I’m interested in understanding how one should handle the mortgage. I mean: I do have CHF 500+k of mortgage, on which I’m of course paying the interests. Is it useful to pay back some of the money the bank lent me, reducing the debt (mortgage) and thus reducing the interests I pay? What is in general the proper way to go with a mortgage while approaching retirement age (I still have 20 years to go, but better be aware/informed/educated sooner than later!).
Thanks!
Hi FunMachine,
If you are not investing your money, putting some money in your mortgage may be interested because you are reducing your interest payments. But if you are investing your money, your money is better off in your investments than in your mortgage unless you have a mortgage with a high interest rate.
As for retirement, many people have issues because their income in retirement is not enough anymore to cover their mortgage. In this case, they may have no choice but to either massively amortize or sell their house. This is where it helps to plan ahead.
● ● ● ● ●
[DIRECTIONS]:
A - Answer these questions using the mortgage discussion above:
(i) How much is the mortgage the first writer has?
(ii) How many years does the first writer have left before retirement?
(iii) Besides massively amortizing, what might people do when their retirement income no longer covers their mortgage?
B - Carry on the mortgage discussion from its final sentence.
The material that comes next is separate from the mortgage discussion above.
● ● ● ● ●
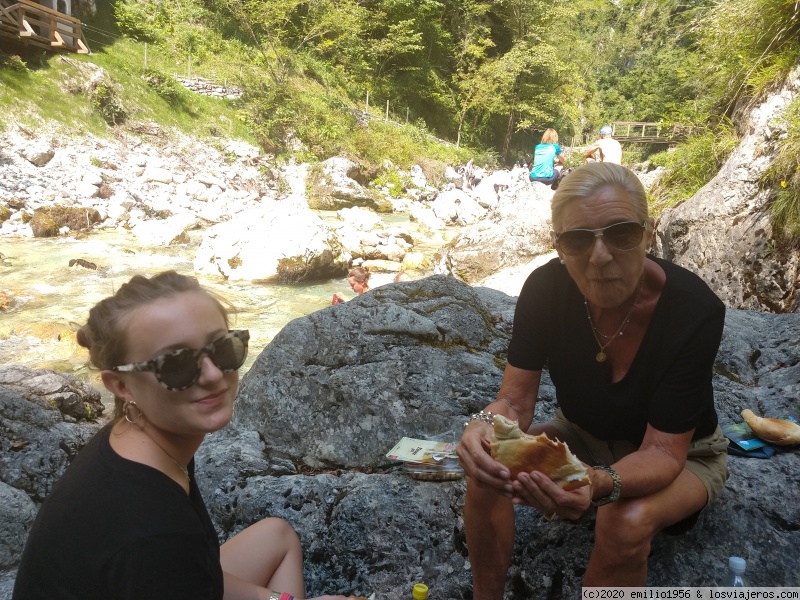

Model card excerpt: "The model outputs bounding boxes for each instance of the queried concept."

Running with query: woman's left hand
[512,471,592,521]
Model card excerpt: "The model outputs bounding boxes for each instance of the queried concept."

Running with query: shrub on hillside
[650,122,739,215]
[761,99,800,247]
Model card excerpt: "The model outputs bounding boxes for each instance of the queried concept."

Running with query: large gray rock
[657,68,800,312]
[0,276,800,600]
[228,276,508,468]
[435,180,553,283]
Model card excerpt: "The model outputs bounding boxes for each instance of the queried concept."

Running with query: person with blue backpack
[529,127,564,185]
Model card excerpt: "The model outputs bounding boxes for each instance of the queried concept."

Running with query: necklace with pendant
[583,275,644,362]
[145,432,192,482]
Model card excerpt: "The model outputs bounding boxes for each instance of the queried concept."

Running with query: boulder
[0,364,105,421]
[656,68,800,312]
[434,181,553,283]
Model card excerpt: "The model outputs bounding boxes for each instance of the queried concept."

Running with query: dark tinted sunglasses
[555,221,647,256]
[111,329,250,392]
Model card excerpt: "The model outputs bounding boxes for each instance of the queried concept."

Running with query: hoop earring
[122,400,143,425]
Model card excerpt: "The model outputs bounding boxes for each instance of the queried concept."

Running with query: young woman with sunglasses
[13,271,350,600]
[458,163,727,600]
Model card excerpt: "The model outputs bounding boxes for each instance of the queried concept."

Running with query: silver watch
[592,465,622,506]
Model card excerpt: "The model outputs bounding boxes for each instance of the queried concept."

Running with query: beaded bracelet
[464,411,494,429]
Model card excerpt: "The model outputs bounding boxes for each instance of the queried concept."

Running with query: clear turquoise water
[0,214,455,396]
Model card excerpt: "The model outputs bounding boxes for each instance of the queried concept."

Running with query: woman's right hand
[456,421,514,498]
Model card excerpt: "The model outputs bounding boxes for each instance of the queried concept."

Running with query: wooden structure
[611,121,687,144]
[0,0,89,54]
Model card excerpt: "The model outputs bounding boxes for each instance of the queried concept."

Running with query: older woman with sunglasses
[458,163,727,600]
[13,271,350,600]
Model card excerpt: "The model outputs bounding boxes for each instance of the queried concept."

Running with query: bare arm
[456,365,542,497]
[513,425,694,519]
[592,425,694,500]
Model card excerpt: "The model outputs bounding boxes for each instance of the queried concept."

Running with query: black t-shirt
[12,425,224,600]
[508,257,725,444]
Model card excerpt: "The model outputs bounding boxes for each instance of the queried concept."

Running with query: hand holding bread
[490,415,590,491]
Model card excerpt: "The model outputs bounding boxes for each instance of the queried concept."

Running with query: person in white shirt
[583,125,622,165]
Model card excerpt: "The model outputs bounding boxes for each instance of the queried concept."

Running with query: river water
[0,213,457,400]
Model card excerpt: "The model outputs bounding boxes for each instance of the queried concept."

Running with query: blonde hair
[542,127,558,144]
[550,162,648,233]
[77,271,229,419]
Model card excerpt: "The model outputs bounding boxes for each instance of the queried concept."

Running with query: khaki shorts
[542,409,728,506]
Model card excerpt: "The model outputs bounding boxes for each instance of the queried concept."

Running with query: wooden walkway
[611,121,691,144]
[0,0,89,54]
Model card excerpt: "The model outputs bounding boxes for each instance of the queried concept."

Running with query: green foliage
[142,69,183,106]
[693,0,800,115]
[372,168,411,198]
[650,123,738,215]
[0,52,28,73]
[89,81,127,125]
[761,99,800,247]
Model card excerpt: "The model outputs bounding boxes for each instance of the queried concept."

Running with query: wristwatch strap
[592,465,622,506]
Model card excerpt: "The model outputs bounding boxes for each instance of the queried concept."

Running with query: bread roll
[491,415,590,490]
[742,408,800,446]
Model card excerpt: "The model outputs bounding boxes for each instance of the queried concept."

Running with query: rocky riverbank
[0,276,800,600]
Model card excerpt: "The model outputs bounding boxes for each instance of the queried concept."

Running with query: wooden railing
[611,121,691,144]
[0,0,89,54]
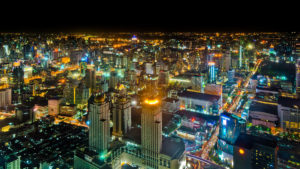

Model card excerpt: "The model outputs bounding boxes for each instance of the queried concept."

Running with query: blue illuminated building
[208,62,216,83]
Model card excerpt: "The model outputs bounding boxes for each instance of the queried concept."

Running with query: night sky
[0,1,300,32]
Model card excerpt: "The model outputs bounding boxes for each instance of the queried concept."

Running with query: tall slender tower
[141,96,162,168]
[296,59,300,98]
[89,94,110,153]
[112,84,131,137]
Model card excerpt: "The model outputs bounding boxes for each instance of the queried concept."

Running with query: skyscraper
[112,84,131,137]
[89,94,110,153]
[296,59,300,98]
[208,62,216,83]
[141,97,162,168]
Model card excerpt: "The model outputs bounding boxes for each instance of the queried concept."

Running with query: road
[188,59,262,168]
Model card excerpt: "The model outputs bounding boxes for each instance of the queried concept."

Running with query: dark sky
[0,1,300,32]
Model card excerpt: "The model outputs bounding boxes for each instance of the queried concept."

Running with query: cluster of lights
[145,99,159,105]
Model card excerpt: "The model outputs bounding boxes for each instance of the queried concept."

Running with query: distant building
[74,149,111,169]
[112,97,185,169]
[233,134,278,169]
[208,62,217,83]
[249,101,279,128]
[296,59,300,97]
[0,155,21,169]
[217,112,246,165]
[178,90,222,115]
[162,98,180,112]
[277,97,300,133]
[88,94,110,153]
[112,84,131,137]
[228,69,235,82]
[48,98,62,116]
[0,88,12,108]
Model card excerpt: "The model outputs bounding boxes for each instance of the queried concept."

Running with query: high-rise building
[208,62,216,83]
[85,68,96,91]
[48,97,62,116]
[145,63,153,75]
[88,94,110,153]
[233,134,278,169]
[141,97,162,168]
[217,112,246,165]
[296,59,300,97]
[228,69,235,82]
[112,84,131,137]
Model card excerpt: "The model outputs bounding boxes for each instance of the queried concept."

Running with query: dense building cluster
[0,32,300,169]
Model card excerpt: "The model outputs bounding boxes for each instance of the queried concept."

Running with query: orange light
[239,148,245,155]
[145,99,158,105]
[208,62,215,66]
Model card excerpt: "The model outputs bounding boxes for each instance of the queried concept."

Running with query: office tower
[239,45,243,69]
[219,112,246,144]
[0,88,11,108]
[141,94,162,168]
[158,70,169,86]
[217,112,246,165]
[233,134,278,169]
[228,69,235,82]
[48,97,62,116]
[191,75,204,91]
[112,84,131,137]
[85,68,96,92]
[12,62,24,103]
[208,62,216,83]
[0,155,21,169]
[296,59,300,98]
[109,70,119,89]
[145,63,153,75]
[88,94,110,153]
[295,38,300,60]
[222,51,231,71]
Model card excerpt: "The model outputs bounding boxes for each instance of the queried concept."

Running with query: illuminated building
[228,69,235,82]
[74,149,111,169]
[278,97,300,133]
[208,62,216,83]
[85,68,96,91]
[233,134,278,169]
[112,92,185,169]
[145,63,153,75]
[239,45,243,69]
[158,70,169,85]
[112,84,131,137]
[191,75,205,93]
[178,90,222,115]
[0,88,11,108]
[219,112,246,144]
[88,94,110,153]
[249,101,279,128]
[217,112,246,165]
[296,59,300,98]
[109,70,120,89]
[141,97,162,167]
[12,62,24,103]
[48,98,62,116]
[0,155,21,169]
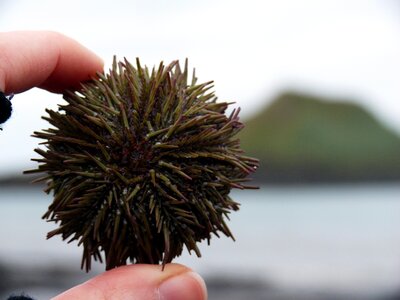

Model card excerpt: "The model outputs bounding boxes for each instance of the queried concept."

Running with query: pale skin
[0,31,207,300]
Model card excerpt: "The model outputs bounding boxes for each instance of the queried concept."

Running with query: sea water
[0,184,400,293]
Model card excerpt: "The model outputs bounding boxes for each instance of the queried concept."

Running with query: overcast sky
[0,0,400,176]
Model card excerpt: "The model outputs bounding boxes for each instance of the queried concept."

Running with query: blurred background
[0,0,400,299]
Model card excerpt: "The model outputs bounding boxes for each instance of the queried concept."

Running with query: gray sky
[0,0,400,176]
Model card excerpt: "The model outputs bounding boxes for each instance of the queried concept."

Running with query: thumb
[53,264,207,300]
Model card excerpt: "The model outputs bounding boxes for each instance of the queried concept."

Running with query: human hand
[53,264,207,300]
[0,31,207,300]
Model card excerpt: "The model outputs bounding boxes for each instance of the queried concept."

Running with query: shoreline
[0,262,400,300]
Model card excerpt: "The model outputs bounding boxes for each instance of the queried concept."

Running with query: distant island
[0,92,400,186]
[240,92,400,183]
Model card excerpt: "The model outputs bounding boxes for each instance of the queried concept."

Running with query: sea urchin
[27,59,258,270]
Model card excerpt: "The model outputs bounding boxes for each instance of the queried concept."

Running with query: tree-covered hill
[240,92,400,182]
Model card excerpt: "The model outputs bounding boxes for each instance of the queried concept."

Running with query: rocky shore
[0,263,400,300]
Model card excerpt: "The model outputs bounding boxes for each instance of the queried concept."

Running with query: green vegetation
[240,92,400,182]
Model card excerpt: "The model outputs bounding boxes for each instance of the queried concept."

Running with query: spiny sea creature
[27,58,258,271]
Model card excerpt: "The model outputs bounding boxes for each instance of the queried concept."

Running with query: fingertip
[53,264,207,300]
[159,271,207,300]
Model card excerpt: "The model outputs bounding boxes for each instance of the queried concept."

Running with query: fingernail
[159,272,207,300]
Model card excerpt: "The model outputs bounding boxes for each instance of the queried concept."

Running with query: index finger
● ● ● ● ●
[RESULTS FOR EACH TASK]:
A -
(i) CHF 500+k
(ii) 20 years
(iii) Sell their house

B -
Hi Baptiste, thanks for your reply.
I am indeed investing (VT via IBKR) and I see it (as of today – you never know what tomorrow will look like!) as a long-time investment (ca. 20 years). I’ve 100k mortgage on SARON and the rest is fixed at 1.53% – would you define this as “high interest rate”?
Understood for the retirement part – I’ll keep that on the radar and will try at best to plan ahead.
It’s not a high interest rate :) It’s a good interest rate. I would definitely not amortize more than necessary on that mortgage (of course, depends on your situation). With VT, you can expect at least 5% returns in CHF per year, on average, so mathematically, it makes more sense in VT than in your mortgage.